- _About this exercise_:
Quote every line of the data below as it stands, omitting pictures.

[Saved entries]
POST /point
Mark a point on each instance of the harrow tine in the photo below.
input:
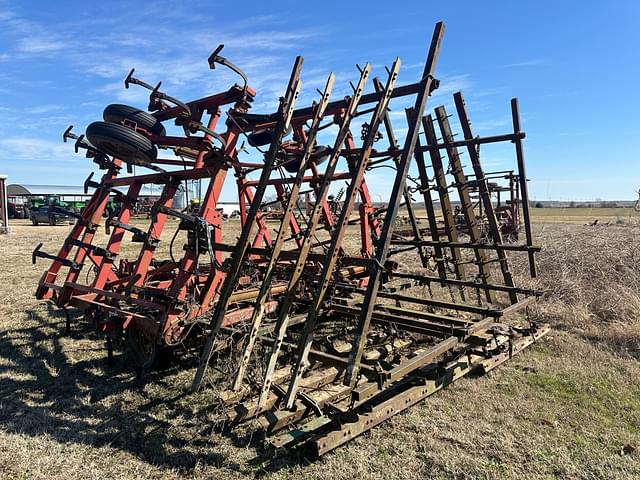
(473, 227)
(375, 276)
(483, 188)
(336, 240)
(321, 194)
(258, 311)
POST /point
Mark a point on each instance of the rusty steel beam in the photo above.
(338, 236)
(283, 317)
(276, 248)
(394, 204)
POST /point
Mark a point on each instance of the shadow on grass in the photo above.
(83, 399)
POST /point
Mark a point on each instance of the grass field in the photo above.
(568, 407)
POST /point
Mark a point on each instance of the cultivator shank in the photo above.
(335, 318)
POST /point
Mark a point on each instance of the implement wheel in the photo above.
(121, 142)
(144, 348)
(118, 113)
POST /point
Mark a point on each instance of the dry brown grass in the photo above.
(565, 408)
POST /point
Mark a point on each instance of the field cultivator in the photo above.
(326, 320)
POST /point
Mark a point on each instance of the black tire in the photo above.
(117, 113)
(121, 142)
(320, 155)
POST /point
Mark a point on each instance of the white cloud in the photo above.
(20, 149)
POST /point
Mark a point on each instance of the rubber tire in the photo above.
(121, 142)
(117, 113)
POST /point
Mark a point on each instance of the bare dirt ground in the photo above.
(568, 407)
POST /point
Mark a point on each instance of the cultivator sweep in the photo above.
(333, 321)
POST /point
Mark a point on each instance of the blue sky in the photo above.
(574, 65)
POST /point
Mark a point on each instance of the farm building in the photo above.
(22, 196)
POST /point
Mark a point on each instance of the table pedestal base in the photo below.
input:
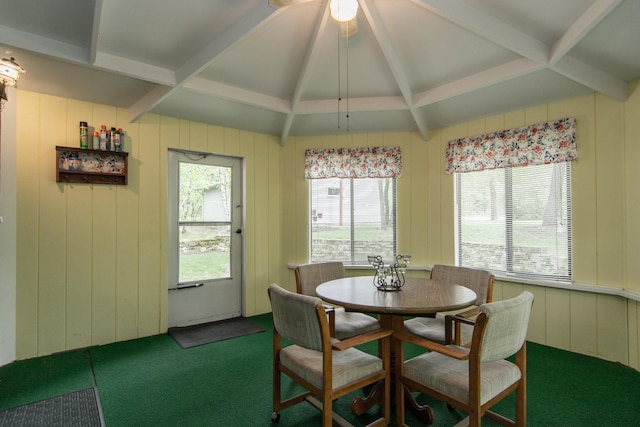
(360, 405)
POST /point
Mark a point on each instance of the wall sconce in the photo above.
(343, 10)
(9, 74)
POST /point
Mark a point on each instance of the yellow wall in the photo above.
(606, 206)
(91, 259)
(92, 263)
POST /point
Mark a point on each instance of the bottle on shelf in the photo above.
(113, 137)
(121, 132)
(95, 140)
(103, 138)
(84, 135)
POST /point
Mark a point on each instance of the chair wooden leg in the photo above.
(327, 410)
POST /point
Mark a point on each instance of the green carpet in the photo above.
(153, 382)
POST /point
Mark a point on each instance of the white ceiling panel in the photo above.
(412, 65)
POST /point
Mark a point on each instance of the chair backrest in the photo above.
(506, 328)
(309, 276)
(295, 317)
(479, 281)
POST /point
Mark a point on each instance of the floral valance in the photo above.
(367, 162)
(550, 142)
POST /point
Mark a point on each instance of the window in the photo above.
(516, 220)
(352, 218)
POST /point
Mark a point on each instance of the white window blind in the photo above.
(516, 220)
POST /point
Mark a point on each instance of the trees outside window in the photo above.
(516, 220)
(352, 218)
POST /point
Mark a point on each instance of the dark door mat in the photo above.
(80, 408)
(191, 336)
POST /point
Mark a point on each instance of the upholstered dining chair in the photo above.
(326, 367)
(344, 324)
(474, 379)
(433, 328)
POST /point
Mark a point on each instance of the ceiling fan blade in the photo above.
(349, 28)
(282, 3)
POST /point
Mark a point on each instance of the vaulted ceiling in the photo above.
(412, 65)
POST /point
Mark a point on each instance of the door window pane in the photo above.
(205, 222)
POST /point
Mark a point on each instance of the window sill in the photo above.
(630, 294)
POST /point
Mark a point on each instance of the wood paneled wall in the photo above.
(606, 206)
(91, 263)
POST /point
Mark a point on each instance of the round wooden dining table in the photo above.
(418, 297)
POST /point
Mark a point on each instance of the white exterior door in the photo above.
(205, 238)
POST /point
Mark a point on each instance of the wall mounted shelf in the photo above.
(85, 166)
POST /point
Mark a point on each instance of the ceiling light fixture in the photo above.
(9, 74)
(343, 10)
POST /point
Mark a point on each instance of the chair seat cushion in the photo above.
(348, 365)
(432, 328)
(350, 324)
(451, 376)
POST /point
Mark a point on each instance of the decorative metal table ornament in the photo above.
(391, 277)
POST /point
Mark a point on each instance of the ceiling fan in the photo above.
(348, 27)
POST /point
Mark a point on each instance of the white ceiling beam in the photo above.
(592, 77)
(502, 34)
(390, 54)
(257, 99)
(511, 70)
(303, 75)
(236, 94)
(581, 27)
(42, 45)
(390, 103)
(205, 57)
(136, 69)
(95, 31)
(488, 27)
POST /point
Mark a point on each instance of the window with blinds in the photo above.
(516, 220)
(352, 218)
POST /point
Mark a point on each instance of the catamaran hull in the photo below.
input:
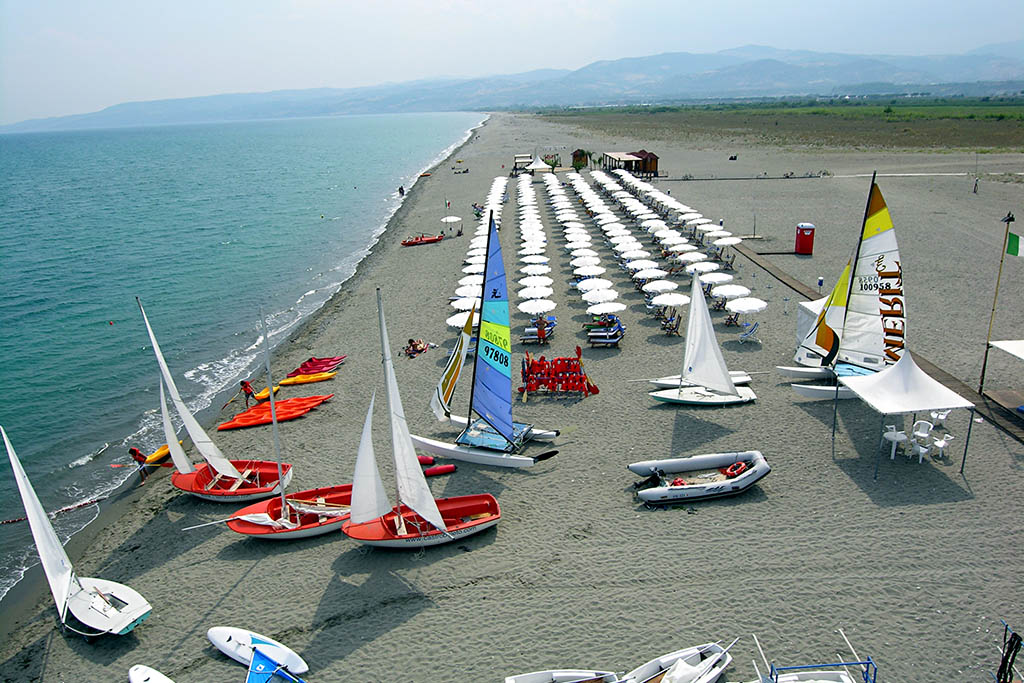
(463, 515)
(310, 524)
(469, 454)
(672, 381)
(702, 396)
(203, 482)
(757, 469)
(822, 391)
(532, 434)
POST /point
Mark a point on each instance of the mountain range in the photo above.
(750, 72)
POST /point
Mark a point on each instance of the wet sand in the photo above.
(916, 566)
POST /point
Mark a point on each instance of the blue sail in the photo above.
(493, 372)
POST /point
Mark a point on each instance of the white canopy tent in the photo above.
(904, 388)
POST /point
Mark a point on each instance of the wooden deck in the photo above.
(996, 407)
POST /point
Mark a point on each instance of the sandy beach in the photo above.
(916, 566)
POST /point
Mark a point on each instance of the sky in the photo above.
(59, 57)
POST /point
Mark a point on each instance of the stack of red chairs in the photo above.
(561, 376)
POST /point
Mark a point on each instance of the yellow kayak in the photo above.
(308, 379)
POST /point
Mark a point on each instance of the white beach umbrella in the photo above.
(691, 257)
(747, 305)
(535, 292)
(599, 296)
(702, 267)
(671, 299)
(535, 306)
(459, 319)
(728, 291)
(659, 286)
(641, 264)
(466, 303)
(606, 307)
(589, 270)
(649, 273)
(593, 284)
(535, 281)
(535, 258)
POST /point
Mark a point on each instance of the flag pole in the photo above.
(1009, 218)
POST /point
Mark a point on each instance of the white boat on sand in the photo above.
(698, 477)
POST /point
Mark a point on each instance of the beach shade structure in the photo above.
(690, 257)
(727, 291)
(459, 319)
(593, 284)
(599, 296)
(606, 307)
(535, 292)
(536, 306)
(589, 270)
(466, 303)
(535, 281)
(659, 286)
(671, 299)
(641, 264)
(702, 267)
(650, 273)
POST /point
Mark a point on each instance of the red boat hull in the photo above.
(262, 481)
(308, 523)
(463, 515)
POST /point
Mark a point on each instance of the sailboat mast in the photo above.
(273, 414)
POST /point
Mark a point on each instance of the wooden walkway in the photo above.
(995, 408)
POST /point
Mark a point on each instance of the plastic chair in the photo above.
(895, 437)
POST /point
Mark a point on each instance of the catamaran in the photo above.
(418, 519)
(705, 380)
(98, 605)
(493, 438)
(218, 478)
(861, 327)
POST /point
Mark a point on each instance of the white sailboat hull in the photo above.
(822, 391)
(534, 433)
(471, 455)
(696, 395)
(672, 381)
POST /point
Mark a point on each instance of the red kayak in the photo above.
(422, 240)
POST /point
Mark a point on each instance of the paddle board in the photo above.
(142, 674)
(238, 644)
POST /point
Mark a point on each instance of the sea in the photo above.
(207, 224)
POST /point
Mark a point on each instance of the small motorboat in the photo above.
(422, 240)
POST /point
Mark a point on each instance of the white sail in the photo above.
(702, 361)
(369, 498)
(200, 438)
(440, 402)
(413, 488)
(178, 456)
(59, 572)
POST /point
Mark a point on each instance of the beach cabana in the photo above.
(904, 388)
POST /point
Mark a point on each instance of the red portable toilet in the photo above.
(805, 239)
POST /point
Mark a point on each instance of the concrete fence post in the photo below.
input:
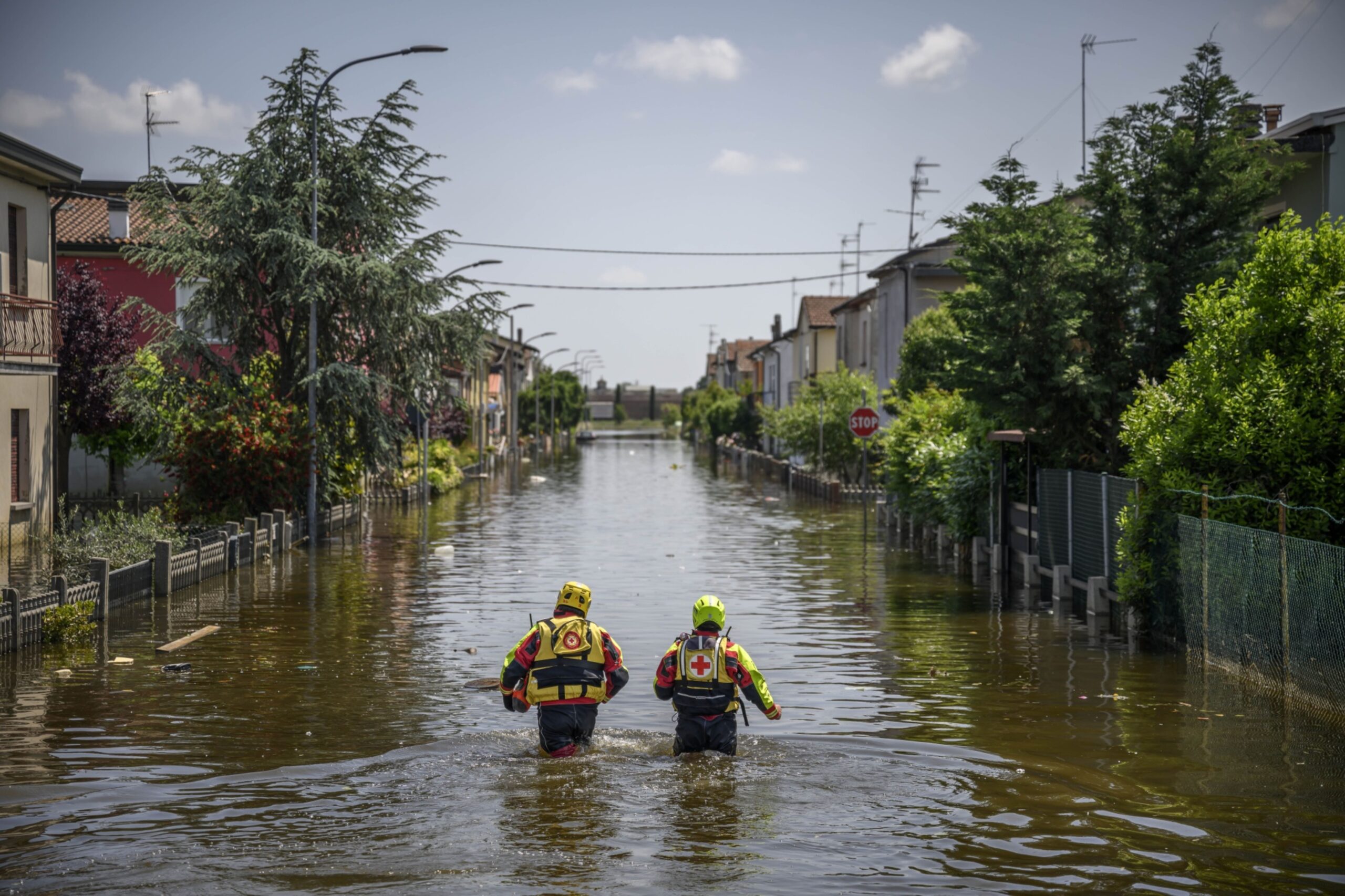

- _Written solution_:
POST /point
Mark a point on each instance of the harrow tine in the photo below.
input:
(473, 227)
(375, 276)
(483, 188)
(336, 240)
(321, 194)
(258, 311)
POST /point
Mark a point on each instance of the rusty steel beam in the photo above.
(338, 236)
(283, 317)
(276, 248)
(394, 204)
POST /point
Mark a point on each instance of the shadow on grass in the photo above.
(83, 399)
POST /point
Mark a point on each instance of the grass field in the photo above.
(568, 407)
POST /point
Mark a point on each instance of the cultivator shank in the photo above.
(335, 318)
POST /point
Mark a point on each instance of the implement wheel in the photo above.
(121, 142)
(144, 348)
(118, 113)
POST /point
Mark a point on each instance of the dry brown grass in the photo above.
(565, 408)
POST /point
Mark a point on each instance of the field cultivator in the photo above.
(326, 320)
POST /point
Mark a point on each instance of the black tire in the photo above.
(117, 113)
(121, 142)
(320, 155)
POST /point
Mark a point on each instance of the white cloud in the photo above.
(20, 149)
POST /point
Mark a point on each instance of the rubber tire in the photo above.
(121, 142)
(117, 113)
POST /point
Mark a point on each instance of the bare dirt ground in the photo above.
(568, 407)
POST /point
Mark a point on each instance of the cultivator sweep in the photo above.
(333, 321)
POST /point
Mark a point on each instance of the blue sky in the photo above.
(574, 65)
POST /point
Mark a point on each instance of the farm building in the photo above.
(22, 196)
POST /point
Mark a point on each instance of the table pedestal base in the photo below.
input:
(360, 405)
POST /point
Mark a point on each instance of the wall sconce in the photo above.
(343, 10)
(9, 74)
POST /point
Mark a point on each instance of the yellow wall in the photo above.
(606, 206)
(91, 259)
(92, 263)
POST /point
Mark a point on each instance of the bottle on shelf in the photo above.
(113, 137)
(121, 132)
(95, 140)
(103, 138)
(84, 135)
POST /point
Mark a point on each instance of the chair wooden leg in the photo above.
(327, 410)
POST /point
Mark a point on each instance of the green carpet in the photo above.
(153, 382)
POST /point
Mark a point on each instance of the white ceiling panel in the photo above.
(412, 65)
POST /point
Mark a point on each instance of the chair backrest in the photo above.
(506, 328)
(309, 276)
(295, 317)
(479, 281)
POST /point
Mark a point on each instance of the floral valance in the photo above.
(367, 162)
(550, 142)
POST /point
Mark a point on each instance of the window in the photo above.
(516, 220)
(352, 218)
POST /point
Mark a point on each instance of the white window blind in the photo above.
(516, 220)
POST /point
Mark a point on each instance of the trees outside window in the photo above.
(516, 220)
(352, 218)
POST /point
Mark a point on each instance of the dark door mat in the photo above.
(80, 408)
(191, 336)
POST /point
Mark a point on each instance of the upholstered dining chair in the photo above.
(326, 367)
(344, 324)
(474, 379)
(433, 328)
POST /point
Mark a point on each instance of the ceiling fan blade in the photo above.
(349, 28)
(282, 3)
POST /point
Mark a point on each instance of the vaulted ceiling in the photo above.
(412, 65)
POST /point
Mark a point on each instance of the door window pane in the photo above.
(205, 222)
POST /point
Mark a point on each instance of the window sill in the photo above.
(630, 294)
POST /point
Mark a point on each instance of the wood paneled wall in the photo above.
(606, 206)
(91, 263)
POST /point
Mark a point on each instance of the round wooden dining table in the photo above.
(418, 297)
POST /point
Mark a point on each instance of the white exterior door in the photo above.
(205, 238)
POST /point
Mark a point on each instance of the wall mounted shelf in the photo above.
(85, 166)
POST /point
Mark a point on each instance of the ceiling light fixture in the photo above.
(9, 74)
(343, 10)
POST /point
Mark a point on each instance of the chair seat cushion in the photo above.
(348, 365)
(432, 328)
(350, 324)
(451, 376)
POST /point
Mark a point on each instance of the decorative metal table ornament in the photo above.
(391, 277)
POST /point
Mark a point on each instance of the ceiling fan in the photo above.
(348, 27)
POST /point
Mark a point on each instance of the white ceiling beam in the photo above.
(592, 77)
(502, 34)
(390, 54)
(257, 99)
(511, 70)
(303, 75)
(236, 94)
(581, 27)
(42, 45)
(390, 103)
(205, 57)
(136, 69)
(95, 31)
(488, 27)
POST /point
Mark a point on each instance of the window with blinds in the photo above.
(516, 220)
(352, 218)
POST /point
Mark a point on each instance of the catamaran hull in the photo below.
input:
(463, 515)
(310, 524)
(469, 454)
(672, 381)
(702, 396)
(203, 482)
(757, 469)
(822, 391)
(532, 434)
POST /point
Mark a point on each instance of the mountain range in the photo above.
(750, 72)
POST /point
Mark a point on each instance of the wet sand in the photo above.
(916, 566)
POST /point
Mark a point on each instance of the blue sail in the photo above.
(493, 372)
POST /point
Mark a point on each instance of the white canopy tent in the photo above.
(904, 388)
POST /point
Mark a point on each instance of the wooden deck in the photo above.
(996, 407)
POST /point
Mark a point on each instance of the sandy beach in the photo above.
(916, 566)
POST /point
Mark a point on each instance of the sky in the photo above.
(59, 57)
POST /point
Mark a point on each instance of the stack of red chairs in the photo above.
(561, 376)
POST /point
Mark a point on each instance of the yellow kayak in the photo above.
(308, 379)
POST /point
Mark a point on each instance of the white beach umbrella in the photo above.
(691, 257)
(747, 305)
(535, 292)
(599, 296)
(702, 267)
(671, 299)
(535, 306)
(459, 319)
(728, 291)
(659, 286)
(641, 264)
(466, 303)
(606, 307)
(589, 270)
(649, 273)
(593, 284)
(535, 281)
(535, 258)
POST /point
Mark a point on each instance of the flag pole in the photo above.
(1009, 218)
POST /point
Mark a point on each instance of the white boat on sand in the photo above.
(698, 477)
POST /point
Mark a point on each instance of the beach shade structure in the photo above.
(690, 257)
(727, 291)
(459, 319)
(593, 284)
(599, 296)
(606, 307)
(535, 292)
(536, 306)
(589, 270)
(466, 303)
(535, 281)
(659, 286)
(671, 299)
(641, 264)
(702, 267)
(650, 273)
POST /point
Mark a point on each instance of the red boat hull in the photo above.
(262, 481)
(308, 523)
(463, 515)
POST /point
Mark a point on each instance of the sailboat mast in the photo above.
(273, 414)
POST /point
Mark a point on each instance of the wooden walkway in the photo above.
(995, 408)
POST /point
Mark a point on each instance of the plastic chair in the photo above.
(895, 437)
POST /point
Mark a point on each instance of the catamaran in the photo above.
(418, 519)
(705, 380)
(98, 605)
(493, 438)
(218, 478)
(861, 327)
POST /point
Mark a point on each instance of the white sailboat hull in the photo above.
(822, 391)
(534, 433)
(471, 455)
(696, 395)
(672, 381)
POST /point
Mark a point on each instance of the red kayak in the photo above.
(422, 240)
POST /point
Mark a point on each instance of the paddle board in the photo above.
(142, 674)
(238, 644)
POST /point
Mark a point on each instance of the sea in the photo above.
(207, 224)
POST /point
Mark a point on each instance of the small motorboat in the photo above.
(422, 240)
POST /point
Mark a point on each instance of the white sail in the photo above.
(702, 361)
(369, 498)
(200, 438)
(440, 402)
(413, 488)
(178, 456)
(59, 572)
POST /point
Mark a point on each instance of the beach cabana in the photo above.
(904, 388)
POST /point
Mark a point on each instance of the red portable toilet in the photo above.
(805, 239)
POST /point
Mark a point on each instance of the concrete fence post in the photo below.
input:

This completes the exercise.